Material for this exercise: Begin
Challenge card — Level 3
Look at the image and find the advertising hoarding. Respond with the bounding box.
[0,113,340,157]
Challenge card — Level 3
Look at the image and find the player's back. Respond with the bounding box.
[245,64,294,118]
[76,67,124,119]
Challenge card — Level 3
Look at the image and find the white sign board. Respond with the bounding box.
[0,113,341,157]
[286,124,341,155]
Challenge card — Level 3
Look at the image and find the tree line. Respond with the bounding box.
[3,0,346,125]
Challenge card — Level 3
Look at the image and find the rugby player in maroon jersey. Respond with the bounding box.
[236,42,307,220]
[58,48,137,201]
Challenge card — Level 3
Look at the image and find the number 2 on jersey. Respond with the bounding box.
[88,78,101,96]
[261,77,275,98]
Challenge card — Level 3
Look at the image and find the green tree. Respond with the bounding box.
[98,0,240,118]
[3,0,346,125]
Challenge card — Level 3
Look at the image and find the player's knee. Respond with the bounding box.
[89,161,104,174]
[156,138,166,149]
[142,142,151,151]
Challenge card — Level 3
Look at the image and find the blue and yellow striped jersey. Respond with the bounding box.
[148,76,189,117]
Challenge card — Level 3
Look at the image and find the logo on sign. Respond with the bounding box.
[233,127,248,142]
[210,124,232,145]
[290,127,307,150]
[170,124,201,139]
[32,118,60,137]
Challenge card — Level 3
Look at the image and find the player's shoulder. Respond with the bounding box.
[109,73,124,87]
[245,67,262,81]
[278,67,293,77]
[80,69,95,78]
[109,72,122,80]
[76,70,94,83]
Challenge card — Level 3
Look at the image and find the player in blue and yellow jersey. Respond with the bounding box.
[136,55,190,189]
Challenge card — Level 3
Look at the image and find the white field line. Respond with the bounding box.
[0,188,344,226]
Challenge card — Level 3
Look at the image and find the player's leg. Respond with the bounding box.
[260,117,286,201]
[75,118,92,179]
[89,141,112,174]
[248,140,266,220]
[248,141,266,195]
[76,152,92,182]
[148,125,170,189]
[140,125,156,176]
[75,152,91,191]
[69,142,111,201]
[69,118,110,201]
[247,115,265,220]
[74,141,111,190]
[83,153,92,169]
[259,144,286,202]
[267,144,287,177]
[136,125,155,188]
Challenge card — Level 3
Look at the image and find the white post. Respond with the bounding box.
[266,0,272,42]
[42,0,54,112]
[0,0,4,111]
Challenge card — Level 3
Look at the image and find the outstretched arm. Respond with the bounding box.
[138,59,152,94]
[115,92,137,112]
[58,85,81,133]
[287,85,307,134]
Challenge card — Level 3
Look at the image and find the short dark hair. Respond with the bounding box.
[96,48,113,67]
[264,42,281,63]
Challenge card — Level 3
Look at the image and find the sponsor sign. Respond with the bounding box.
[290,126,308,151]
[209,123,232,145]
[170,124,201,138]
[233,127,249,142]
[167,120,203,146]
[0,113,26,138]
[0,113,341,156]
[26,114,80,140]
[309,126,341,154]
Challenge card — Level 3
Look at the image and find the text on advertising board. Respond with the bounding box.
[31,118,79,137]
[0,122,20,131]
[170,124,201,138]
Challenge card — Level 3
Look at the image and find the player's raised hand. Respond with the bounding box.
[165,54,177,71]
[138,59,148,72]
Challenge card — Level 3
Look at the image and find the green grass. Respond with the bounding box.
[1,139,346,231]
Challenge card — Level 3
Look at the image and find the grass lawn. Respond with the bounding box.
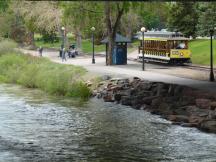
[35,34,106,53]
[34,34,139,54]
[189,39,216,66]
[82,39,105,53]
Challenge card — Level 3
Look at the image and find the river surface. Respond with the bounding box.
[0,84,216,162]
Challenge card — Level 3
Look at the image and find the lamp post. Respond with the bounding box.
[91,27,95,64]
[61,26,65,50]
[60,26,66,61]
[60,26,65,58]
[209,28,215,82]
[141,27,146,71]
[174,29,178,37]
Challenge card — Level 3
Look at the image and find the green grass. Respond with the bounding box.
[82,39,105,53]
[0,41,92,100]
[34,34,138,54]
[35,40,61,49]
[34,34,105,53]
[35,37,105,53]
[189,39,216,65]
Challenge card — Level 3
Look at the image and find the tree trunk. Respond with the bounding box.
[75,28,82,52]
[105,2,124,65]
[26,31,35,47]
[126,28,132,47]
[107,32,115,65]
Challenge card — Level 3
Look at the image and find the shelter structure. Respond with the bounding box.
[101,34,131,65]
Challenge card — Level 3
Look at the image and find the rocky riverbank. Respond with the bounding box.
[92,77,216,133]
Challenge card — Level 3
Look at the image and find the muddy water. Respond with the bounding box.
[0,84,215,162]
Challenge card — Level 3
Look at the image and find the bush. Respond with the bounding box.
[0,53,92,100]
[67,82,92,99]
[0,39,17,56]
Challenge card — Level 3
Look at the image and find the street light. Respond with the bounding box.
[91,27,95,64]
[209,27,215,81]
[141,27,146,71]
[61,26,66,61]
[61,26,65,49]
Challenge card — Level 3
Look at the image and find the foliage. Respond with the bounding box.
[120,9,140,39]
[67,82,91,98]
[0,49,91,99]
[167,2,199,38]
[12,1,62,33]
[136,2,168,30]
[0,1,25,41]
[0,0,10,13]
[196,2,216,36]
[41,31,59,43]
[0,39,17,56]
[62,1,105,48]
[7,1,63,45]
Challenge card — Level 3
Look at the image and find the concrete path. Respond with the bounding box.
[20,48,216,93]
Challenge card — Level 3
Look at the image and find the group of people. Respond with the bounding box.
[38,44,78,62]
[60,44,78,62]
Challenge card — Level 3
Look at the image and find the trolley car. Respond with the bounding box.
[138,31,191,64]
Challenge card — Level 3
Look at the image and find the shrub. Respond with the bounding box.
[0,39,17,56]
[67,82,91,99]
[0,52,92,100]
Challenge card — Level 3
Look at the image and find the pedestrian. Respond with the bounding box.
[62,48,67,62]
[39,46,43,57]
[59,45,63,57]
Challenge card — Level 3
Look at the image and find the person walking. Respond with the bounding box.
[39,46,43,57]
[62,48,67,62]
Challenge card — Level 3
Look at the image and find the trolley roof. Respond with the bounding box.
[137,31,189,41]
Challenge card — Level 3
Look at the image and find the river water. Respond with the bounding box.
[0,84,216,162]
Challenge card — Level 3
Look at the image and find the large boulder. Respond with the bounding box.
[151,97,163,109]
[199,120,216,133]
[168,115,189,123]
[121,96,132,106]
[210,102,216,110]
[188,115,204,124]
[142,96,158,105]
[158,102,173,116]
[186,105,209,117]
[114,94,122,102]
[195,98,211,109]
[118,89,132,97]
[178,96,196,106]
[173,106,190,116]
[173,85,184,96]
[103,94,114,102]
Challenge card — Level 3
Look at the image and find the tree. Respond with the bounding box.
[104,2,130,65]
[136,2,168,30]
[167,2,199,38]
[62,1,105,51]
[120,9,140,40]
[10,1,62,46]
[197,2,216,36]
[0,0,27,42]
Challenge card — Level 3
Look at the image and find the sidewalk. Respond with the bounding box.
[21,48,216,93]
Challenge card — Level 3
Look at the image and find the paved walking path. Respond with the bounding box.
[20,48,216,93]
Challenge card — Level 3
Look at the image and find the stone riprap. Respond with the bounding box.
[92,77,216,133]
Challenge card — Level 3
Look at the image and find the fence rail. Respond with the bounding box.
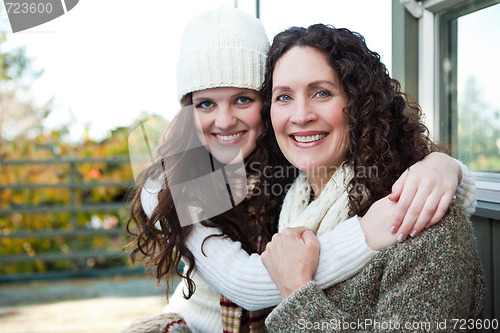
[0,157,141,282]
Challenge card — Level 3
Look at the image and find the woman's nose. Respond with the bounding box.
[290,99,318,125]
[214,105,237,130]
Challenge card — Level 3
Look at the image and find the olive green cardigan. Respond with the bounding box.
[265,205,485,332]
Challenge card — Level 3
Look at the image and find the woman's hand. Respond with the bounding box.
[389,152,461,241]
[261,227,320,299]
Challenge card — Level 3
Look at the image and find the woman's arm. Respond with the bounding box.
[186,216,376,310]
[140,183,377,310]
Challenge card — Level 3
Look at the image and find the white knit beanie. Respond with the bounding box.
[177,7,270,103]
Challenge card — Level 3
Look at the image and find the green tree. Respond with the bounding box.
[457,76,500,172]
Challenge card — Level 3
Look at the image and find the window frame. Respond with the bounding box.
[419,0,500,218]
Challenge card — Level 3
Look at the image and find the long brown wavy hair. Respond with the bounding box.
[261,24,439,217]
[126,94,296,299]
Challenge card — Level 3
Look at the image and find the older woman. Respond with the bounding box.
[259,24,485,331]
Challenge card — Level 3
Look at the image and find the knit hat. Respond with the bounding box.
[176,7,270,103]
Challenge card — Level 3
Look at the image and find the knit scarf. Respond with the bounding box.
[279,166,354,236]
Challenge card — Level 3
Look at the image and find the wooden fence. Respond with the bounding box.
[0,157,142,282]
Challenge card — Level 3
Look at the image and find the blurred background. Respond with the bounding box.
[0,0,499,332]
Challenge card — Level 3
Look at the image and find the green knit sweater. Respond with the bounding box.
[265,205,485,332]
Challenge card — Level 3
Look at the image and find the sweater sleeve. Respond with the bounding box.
Material for this exercise: End
Material for this exercise: Begin
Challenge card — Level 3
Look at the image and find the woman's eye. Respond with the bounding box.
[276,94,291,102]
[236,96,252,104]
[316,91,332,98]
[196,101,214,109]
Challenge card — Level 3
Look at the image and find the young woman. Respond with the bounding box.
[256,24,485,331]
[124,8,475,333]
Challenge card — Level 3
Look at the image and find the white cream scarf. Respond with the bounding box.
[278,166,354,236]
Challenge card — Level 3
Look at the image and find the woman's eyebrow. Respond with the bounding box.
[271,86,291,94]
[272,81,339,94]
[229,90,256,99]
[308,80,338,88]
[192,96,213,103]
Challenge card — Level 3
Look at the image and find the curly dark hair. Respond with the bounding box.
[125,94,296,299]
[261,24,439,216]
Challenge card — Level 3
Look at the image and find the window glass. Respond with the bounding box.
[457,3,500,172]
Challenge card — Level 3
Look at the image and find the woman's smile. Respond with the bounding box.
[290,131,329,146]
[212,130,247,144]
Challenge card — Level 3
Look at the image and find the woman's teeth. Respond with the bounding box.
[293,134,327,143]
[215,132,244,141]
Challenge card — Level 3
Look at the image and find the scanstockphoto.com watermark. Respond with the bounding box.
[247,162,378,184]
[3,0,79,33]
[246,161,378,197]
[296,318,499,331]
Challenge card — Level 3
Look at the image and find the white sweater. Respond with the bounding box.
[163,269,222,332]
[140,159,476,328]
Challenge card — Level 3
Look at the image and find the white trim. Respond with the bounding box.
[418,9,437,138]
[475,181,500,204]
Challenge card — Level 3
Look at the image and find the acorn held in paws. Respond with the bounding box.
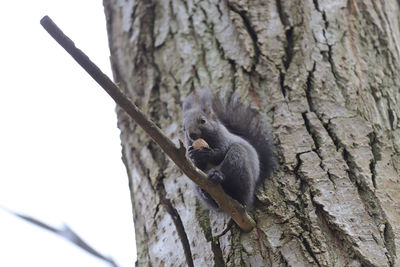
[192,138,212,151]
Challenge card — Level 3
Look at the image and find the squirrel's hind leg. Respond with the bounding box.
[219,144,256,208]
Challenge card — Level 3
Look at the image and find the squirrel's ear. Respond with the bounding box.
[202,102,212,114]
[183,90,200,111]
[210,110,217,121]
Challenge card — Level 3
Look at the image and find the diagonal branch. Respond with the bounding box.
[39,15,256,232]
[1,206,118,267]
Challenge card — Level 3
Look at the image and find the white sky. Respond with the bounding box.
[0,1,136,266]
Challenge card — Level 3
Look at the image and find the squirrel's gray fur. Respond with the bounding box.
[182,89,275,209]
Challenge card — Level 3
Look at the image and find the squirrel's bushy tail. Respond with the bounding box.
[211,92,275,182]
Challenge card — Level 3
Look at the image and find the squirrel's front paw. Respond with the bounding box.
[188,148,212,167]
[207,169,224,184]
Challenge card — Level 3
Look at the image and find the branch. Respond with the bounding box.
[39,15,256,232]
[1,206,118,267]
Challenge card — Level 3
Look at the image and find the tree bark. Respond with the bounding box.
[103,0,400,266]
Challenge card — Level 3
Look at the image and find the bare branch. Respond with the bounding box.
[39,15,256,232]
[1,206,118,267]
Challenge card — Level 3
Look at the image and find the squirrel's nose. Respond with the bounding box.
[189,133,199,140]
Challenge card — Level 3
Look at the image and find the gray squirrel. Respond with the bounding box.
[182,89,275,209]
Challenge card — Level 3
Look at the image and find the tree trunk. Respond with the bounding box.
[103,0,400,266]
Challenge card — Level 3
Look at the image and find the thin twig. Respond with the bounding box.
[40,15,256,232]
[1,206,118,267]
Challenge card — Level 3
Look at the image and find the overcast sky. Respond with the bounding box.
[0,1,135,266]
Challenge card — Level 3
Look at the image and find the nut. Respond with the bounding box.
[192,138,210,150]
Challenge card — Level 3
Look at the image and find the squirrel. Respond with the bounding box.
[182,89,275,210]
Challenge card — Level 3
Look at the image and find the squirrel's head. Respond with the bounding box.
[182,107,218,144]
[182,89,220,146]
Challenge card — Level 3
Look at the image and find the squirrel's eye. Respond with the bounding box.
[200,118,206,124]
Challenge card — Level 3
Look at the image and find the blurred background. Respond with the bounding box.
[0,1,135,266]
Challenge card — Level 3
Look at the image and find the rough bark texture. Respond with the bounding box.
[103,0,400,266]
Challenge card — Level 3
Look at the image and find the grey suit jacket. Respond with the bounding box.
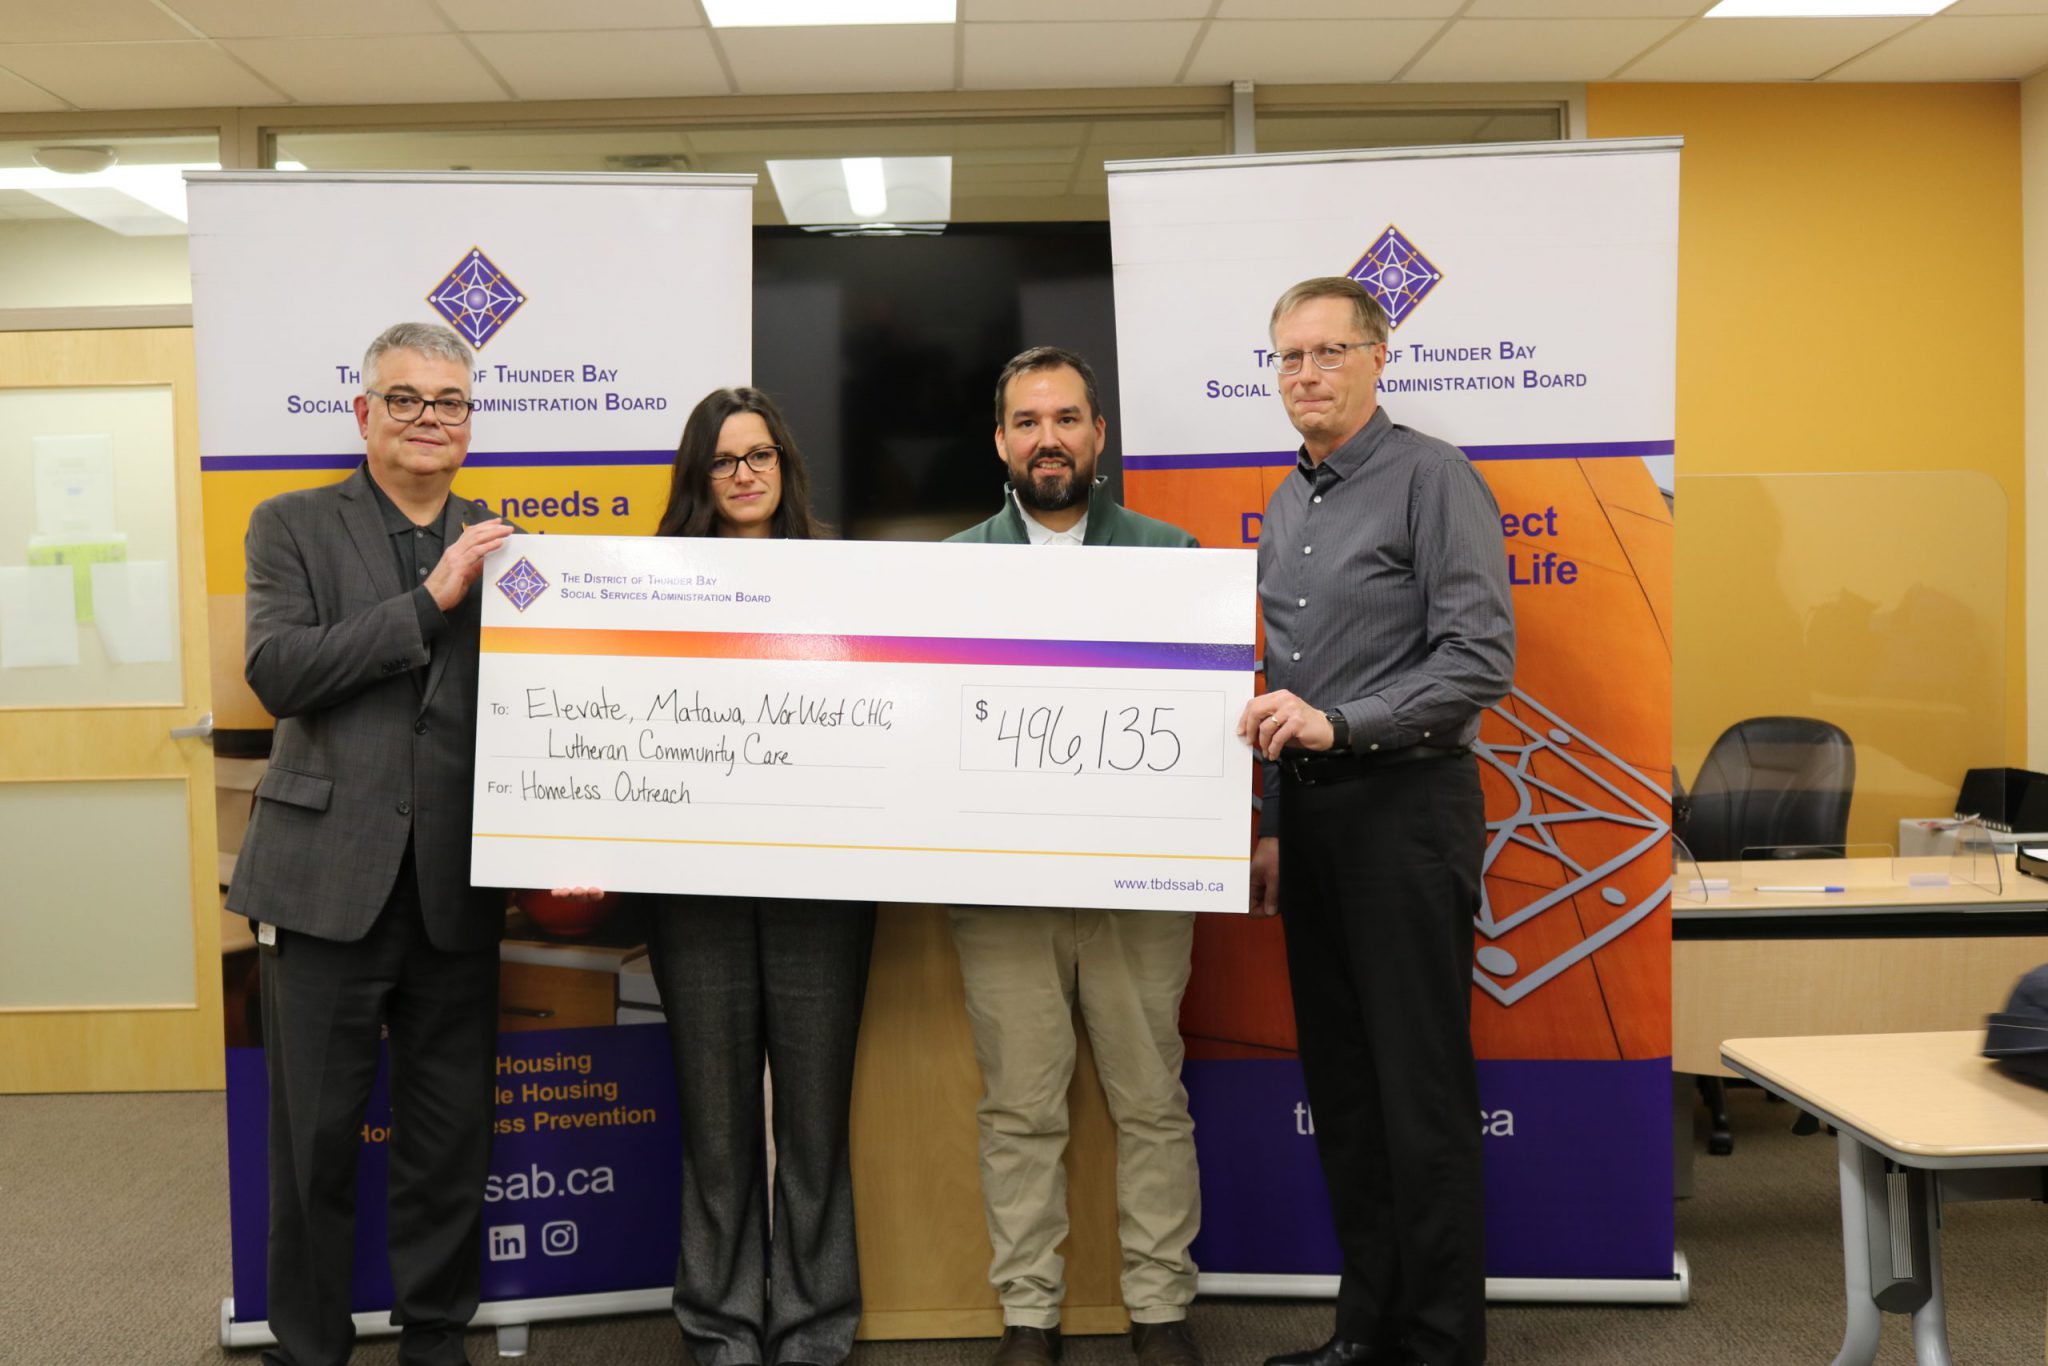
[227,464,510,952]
Material for this exercise: End
> _Problem description_
Above are records; repeat only the lines starting at the line with "Look at the image and find the wooden" and ending at the line with "Look at the image and find the sweater", exactly as they appear, both included.

> _Answer to this problem_
Look at the image and find the wooden fence. Respond with the bounding box.
[0,157,142,282]
Challenge card — Level 3
Look at the image and find the blurred background. Respond with the bounding box.
[0,0,499,332]
Challenge card — Level 3
Look at the image and find the green knit sweater. Respond with the bounding box.
[265,205,485,332]
Challenge card — Level 3
Look at the image and find the sweater sleeve. Respond with the bounding box.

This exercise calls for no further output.